# Recommendations for a move to the Yucatan



## chrisj333 (Feb 24, 2018)

My wife and I are looking for affordable living somewhere within walking distance to the beach. We'd prefer the Yucatan peninsula area. I know there are many touristy cities in this region. I'm asking here because I'm hoping this forum knows of some of the "hidden gems" that aren't advertised much. We're ok with any size towns. Affordability and proximity to the beach are probably the highest priorities. And safety of course. Any suggestions or links for research are appreciated!


----------



## chicois8 (Aug 8, 2009)

Yucatan Today is a valuable source of information and it is free, weather online or in hotels lobbies. Here is a link to their real estate page. Happy hunting.

Real Estate – Beach Homes | Yucatan Today


----------



## LoggedIn (Nov 21, 2017)

chrisj333 said:


> My wife and I are looking for affordable living somewhere within walking distance to the beach. We'd prefer the Yucatan peninsula area. I know there are many touristy cities in this region. I'm asking here because I'm hoping this forum knows of some of the "hidden gems" that aren't advertised much. We're ok with any size towns. Affordability and proximity to the beach are probably the highest priorities. And safety of course. Any suggestions or links for research are appreciated!

Extracted records
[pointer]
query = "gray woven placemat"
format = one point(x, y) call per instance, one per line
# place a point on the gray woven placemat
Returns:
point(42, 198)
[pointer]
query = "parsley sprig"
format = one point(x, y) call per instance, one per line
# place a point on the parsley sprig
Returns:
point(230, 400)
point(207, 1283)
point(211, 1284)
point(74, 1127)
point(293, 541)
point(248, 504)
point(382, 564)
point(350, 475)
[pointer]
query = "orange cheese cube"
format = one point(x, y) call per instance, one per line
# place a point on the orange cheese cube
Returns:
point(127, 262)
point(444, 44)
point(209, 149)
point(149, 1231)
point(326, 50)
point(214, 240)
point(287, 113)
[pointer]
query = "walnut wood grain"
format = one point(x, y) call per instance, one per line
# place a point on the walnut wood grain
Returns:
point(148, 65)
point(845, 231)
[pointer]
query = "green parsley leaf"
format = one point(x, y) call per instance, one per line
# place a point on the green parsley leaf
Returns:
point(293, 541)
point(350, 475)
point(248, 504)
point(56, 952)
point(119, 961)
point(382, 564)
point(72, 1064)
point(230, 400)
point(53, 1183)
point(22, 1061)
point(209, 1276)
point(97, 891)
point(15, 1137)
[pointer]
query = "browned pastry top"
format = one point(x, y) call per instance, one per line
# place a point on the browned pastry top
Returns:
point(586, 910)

Exercise
Continue the forum thread on moving to the Yucatan, starting after its final line.

Answer to this problem
Take a look at Majahual. On a beaten path , near to Belize (in case you need to 180 turn)...hidden gem.


----------



## lat19n (Aug 19, 2017)

We have been to Majahual on our way from Cancun to Xcalak. Granted it has been a few years but there was NOTHING there except a very impressive concrete dock for cruise ships and some beach-side shacks to service the disembarking passengers. Has it grown up ?


----------



## eastwind (Jun 18, 2016)

I took a look around using google street view. It's not nothing, but it's not much. After the first week you'd have eaten in every restaurant in town, seen every attraction, and done everything there is to do. If you wanted to knock on everyone's door in the whole place and meet everyone it might take you two weeks. Looks perfect for a long weekend or a short honeymoon.


----------



## lat19n (Aug 19, 2017)

Or a short marriage...

I had a look on Google Earth - it is a LOT bigger than when we were there. Gosh there is even a Hard Rock Cafe (once again for the cruise ships). It is funny the things we remember in life. By far the worst restroom I have ever been in (and I have been in some seedy places unfortunately) was at a gas station where the road to Xcalak splits off to Majahual. 

I'm not saying it applies to LoggedIn - but a person needs to be careful of people hawking real-estate in unpopulated areas of Mexico... Personaly - I don't think we would ever consider anything south of say Tulum. (And we have looked a lot).


----------



## citlali (Mar 4, 2013)

I think all of the hidden gems have been discovered in Quintana Roo..


----------



## Isla Verde (Oct 19, 2011)

citlali said:


> I think all of the hidden gems have been discovered in Quintana Roo..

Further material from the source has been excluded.